* **Exercise set**:
(1) According to the article about Pharmix and Numerate, in what year was Pharmix founded?
(2) Extend the article about Pharmix and Numerate, picking up after its final sentence.

* **Page text**:
>>
As you’d expect, Pharmix appears to be defunct; its Web site now defaults to that of Numerate, although I haven’t been able to find anything that points to its cause of death. (Third-degree cash burn seems as good a guess as any.) For a look at what the company was about, check out this San Francisco Business Times story. Oddly enough, the co-founder of Pharmix, Guido Lanza, is now CEO of Numerate, so I suspect the story here may be a little more involved than it seemed at first.
Numerate now owns not only Pharmix’s drug-design technology, but also four therapeutic programs. In fact, Numerate’s lead drug candidates — several designed to reduce the risk of heart problems in diabetes patients, and others targeting HIV — all appear to have originated at Pharmix. Numerate was founded in March; the company didn’t disclose details of its transaction with Pharmix.
UPDATE: I just spoke to Numerate CEO Guido Lanza, who helpfully clarified a number of issues. Pharmix indeed “ran out of runway,” as Lanza puts it, and succumbed as its cash ran out. The company, founded in 2000, had focused on sophisticated computer modeling intended to produce “small molecule” drug candidates — that is, ones based on traditional chemistry, not bioengineering — from preset specifications. This sort of rational drug design has long been a goal of the pharmaceutical industry, which for just as long has failed to turn it into a reality.
<<
* **Information**:
>>
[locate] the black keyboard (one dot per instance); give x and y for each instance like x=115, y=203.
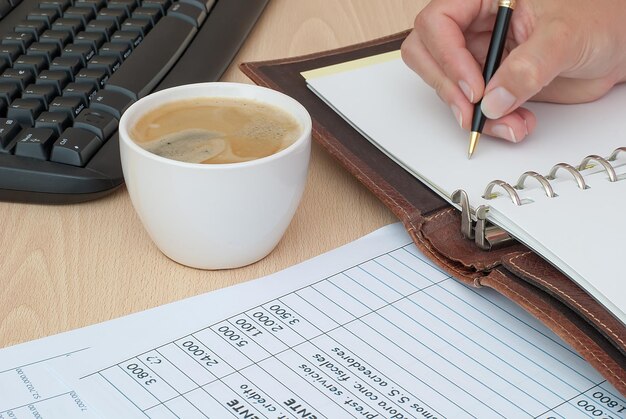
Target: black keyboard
x=70, y=68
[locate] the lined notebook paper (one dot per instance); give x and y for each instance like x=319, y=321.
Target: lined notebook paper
x=370, y=330
x=579, y=231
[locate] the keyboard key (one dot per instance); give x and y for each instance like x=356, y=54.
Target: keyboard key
x=5, y=8
x=25, y=111
x=96, y=76
x=147, y=65
x=132, y=39
x=121, y=51
x=150, y=13
x=42, y=49
x=35, y=64
x=9, y=53
x=46, y=15
x=68, y=25
x=70, y=105
x=205, y=5
x=8, y=92
x=114, y=15
x=100, y=123
x=105, y=27
x=42, y=92
x=96, y=5
x=95, y=39
x=110, y=64
x=84, y=14
x=82, y=51
x=70, y=65
x=127, y=5
x=191, y=13
x=21, y=39
x=34, y=27
x=75, y=146
x=56, y=121
x=162, y=5
x=112, y=102
x=85, y=91
x=34, y=142
x=61, y=38
x=21, y=78
x=58, y=5
x=8, y=130
x=141, y=26
x=56, y=78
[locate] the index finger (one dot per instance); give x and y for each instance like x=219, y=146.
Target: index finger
x=441, y=26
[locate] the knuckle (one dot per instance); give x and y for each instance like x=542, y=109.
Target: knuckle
x=561, y=32
x=527, y=72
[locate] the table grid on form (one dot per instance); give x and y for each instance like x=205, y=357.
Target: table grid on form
x=326, y=344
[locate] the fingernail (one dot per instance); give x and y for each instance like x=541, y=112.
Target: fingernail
x=467, y=91
x=457, y=114
x=526, y=126
x=496, y=103
x=504, y=132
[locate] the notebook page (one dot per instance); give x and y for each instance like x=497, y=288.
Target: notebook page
x=590, y=248
x=370, y=330
x=391, y=105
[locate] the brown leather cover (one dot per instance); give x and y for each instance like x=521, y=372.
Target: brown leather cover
x=514, y=271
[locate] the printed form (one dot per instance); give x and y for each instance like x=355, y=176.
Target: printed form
x=370, y=330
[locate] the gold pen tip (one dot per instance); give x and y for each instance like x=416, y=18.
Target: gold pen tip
x=474, y=136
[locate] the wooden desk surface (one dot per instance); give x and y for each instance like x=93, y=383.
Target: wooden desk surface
x=63, y=267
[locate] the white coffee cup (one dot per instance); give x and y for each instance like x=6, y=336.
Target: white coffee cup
x=215, y=216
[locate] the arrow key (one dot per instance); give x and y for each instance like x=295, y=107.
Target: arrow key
x=75, y=147
x=34, y=142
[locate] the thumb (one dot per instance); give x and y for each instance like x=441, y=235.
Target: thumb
x=528, y=68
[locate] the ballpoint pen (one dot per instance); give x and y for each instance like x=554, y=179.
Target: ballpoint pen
x=494, y=56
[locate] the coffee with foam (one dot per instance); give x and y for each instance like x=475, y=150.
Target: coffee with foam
x=215, y=130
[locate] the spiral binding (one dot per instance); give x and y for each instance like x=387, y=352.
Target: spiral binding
x=545, y=180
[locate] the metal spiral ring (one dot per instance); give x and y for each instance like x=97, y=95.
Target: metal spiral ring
x=607, y=166
x=512, y=192
x=615, y=153
x=577, y=176
x=544, y=182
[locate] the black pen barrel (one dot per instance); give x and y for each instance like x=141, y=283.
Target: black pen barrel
x=494, y=56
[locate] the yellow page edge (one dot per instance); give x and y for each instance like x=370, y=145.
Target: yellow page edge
x=350, y=65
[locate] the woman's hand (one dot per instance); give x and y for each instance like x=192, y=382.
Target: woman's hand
x=565, y=51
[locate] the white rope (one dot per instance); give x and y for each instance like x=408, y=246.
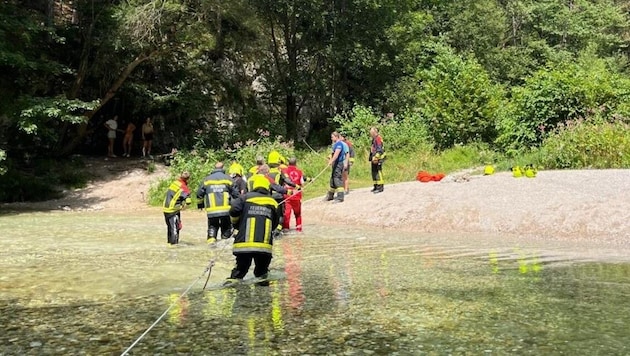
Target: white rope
x=126, y=352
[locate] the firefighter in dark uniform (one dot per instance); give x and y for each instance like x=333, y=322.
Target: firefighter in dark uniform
x=377, y=155
x=275, y=162
x=338, y=161
x=215, y=191
x=177, y=195
x=255, y=217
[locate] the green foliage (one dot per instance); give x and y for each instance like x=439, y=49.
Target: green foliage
x=591, y=143
x=404, y=132
x=555, y=95
x=40, y=114
x=458, y=101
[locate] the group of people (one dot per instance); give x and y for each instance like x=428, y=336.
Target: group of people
x=342, y=158
x=147, y=137
x=254, y=207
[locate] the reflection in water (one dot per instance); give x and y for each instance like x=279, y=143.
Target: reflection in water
x=357, y=293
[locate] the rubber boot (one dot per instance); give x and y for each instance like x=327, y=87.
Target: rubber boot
x=212, y=235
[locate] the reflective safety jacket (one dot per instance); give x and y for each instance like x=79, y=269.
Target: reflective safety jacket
x=216, y=190
x=272, y=181
x=176, y=195
x=280, y=179
x=255, y=216
x=377, y=151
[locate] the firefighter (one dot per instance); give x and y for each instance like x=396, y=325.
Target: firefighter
x=293, y=198
x=215, y=192
x=236, y=171
x=274, y=160
x=338, y=161
x=260, y=160
x=254, y=217
x=177, y=195
x=377, y=156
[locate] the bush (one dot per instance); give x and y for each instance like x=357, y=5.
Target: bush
x=562, y=93
x=404, y=132
x=458, y=101
x=592, y=143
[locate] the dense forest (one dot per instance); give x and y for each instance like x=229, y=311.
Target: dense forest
x=506, y=73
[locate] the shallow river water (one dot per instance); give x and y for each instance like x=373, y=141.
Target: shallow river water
x=91, y=283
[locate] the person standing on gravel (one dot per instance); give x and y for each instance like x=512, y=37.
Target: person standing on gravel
x=128, y=138
x=177, y=197
x=338, y=162
x=377, y=155
x=346, y=172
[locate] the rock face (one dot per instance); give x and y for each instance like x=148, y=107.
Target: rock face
x=571, y=204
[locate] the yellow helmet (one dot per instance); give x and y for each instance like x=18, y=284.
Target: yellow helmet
x=274, y=157
x=236, y=168
x=260, y=181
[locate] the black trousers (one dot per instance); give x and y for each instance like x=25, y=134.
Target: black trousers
x=173, y=225
x=219, y=222
x=377, y=172
x=244, y=261
x=336, y=178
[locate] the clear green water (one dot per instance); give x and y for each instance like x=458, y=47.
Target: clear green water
x=92, y=283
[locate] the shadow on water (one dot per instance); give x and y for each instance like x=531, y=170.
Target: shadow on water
x=92, y=283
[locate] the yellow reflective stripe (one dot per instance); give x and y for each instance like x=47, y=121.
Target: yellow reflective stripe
x=251, y=230
x=258, y=245
x=217, y=182
x=263, y=201
x=267, y=231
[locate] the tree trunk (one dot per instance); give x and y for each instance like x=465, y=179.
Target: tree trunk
x=291, y=117
x=82, y=129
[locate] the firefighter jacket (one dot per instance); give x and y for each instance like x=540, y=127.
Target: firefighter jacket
x=255, y=216
x=377, y=151
x=279, y=179
x=216, y=190
x=297, y=177
x=176, y=195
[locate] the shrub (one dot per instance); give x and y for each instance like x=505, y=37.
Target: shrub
x=558, y=94
x=593, y=143
x=404, y=132
x=458, y=101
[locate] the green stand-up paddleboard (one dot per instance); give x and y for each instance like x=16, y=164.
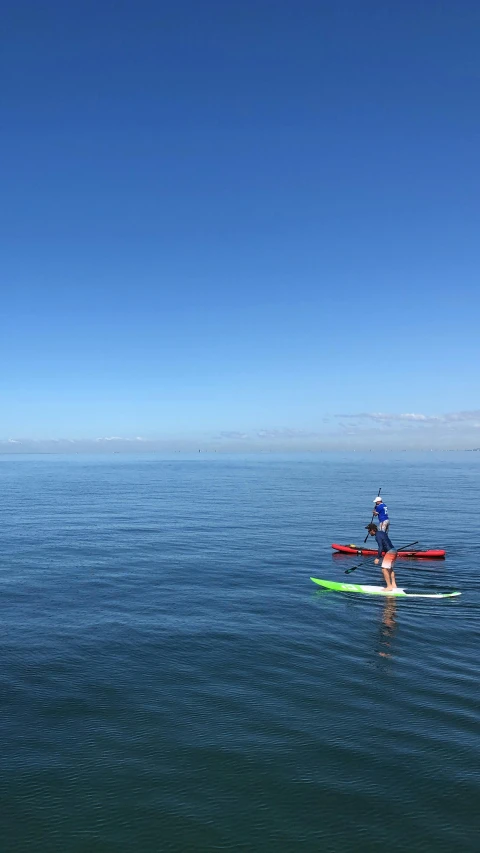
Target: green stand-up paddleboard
x=380, y=590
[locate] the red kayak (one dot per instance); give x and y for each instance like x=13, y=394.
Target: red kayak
x=372, y=552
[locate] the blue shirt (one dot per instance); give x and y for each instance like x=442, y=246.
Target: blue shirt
x=382, y=511
x=384, y=543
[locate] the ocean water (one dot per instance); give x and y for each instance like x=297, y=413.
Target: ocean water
x=173, y=681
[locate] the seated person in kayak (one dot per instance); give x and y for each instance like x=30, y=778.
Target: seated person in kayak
x=382, y=511
x=384, y=545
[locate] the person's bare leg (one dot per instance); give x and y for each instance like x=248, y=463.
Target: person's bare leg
x=386, y=574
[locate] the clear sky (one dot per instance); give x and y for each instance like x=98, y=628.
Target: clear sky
x=233, y=220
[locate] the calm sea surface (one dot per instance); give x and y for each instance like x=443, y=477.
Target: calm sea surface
x=173, y=681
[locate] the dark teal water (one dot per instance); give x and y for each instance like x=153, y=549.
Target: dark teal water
x=173, y=681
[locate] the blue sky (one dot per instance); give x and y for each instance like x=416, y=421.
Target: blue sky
x=226, y=221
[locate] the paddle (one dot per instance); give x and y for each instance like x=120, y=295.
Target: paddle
x=403, y=548
x=373, y=516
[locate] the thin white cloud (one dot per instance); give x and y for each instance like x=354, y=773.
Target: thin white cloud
x=416, y=417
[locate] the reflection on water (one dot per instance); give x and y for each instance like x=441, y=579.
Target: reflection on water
x=387, y=628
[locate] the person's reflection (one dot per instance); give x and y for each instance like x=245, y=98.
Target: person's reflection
x=387, y=628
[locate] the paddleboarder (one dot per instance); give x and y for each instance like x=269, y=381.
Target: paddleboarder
x=384, y=545
x=381, y=510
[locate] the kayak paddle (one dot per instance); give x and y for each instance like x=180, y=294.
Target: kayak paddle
x=403, y=548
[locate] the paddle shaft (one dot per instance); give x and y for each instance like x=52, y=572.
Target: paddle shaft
x=403, y=548
x=373, y=516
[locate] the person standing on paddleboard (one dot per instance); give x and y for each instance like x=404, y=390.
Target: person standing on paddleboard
x=385, y=547
x=382, y=511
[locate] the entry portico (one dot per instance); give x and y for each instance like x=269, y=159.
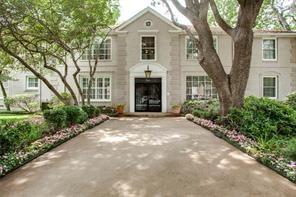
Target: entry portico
x=138, y=72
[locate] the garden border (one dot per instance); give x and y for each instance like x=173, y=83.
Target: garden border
x=247, y=146
x=45, y=144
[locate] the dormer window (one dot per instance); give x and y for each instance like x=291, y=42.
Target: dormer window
x=148, y=48
x=148, y=23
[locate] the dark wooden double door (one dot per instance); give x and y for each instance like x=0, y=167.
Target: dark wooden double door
x=148, y=95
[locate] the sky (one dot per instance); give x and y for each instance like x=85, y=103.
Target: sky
x=129, y=8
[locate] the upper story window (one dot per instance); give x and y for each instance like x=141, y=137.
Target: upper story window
x=192, y=51
x=32, y=83
x=270, y=86
x=100, y=89
x=98, y=50
x=269, y=49
x=200, y=87
x=148, y=48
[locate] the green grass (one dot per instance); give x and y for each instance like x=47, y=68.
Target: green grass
x=11, y=116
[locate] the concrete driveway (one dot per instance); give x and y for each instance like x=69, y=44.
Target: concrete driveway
x=145, y=157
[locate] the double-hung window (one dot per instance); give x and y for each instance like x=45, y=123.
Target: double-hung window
x=270, y=87
x=148, y=48
x=269, y=49
x=100, y=88
x=32, y=83
x=200, y=87
x=191, y=49
x=100, y=49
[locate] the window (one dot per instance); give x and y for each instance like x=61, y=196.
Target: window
x=200, y=87
x=103, y=52
x=148, y=48
x=270, y=86
x=191, y=50
x=100, y=90
x=32, y=83
x=269, y=49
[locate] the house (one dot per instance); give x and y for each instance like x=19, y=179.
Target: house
x=149, y=41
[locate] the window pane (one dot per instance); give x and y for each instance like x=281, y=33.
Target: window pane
x=269, y=86
x=191, y=50
x=269, y=49
x=148, y=48
x=200, y=87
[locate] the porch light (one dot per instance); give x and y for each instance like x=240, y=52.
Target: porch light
x=148, y=72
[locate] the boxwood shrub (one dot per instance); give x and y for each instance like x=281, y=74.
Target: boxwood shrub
x=74, y=115
x=263, y=118
x=56, y=117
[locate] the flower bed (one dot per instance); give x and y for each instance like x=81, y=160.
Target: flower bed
<<
* **Outputs in order**:
(1) 2000

(2)
Lanza says the company’s drug-engineering technology was “incredibly successful” at producing molecules that worked as intended in animal models. But while Pharmix had raised more than $13 million, it wasn’t enough to cover both the technology development and the costly process of producing actual drug candidates.
As the company wound down, Lanza and several other Pharmix officials decided to “keep going,” and convinced some of their existing angel investors to help fund Numerate, which hasn’t disclosed its financing so far. Acquiring the Pharmix drug-engineering system and its early-stage drug candidates now puts Numerate in a position to carry on Pharmix’s work, but with what the founders hope is a more sustainable business model.
Where Pharmix operated largely in stealth mode, Numerate intends to “let people know what we’re doing,” Lanza says. Yesterday, the company signed a partnership deal with Presidio Pharmaceuticals aimed at developing improved versions of drugs against hepatitis C. Such partnerships should not only bring in additional cash to offset Numerate’s burn rate, but — if all goes according to plan — will also give the company tangible news events with which to excite investor interest. Numerate is also pursuing its own internally developed drug candidates.
Numerate has already begun the process of raising a first round of funding, which it hopes to wrap up by midyear. Lanza declines to say how much money the startup hopes to raise, saying that the company is in early discussions with two classes of investors: Those who don’t want Numerate to give up exclusivity on its drug candidates, and others who want the company to minimize its burn rate via partnerships. “We’re trying to define our strategy within the next few months,” he says.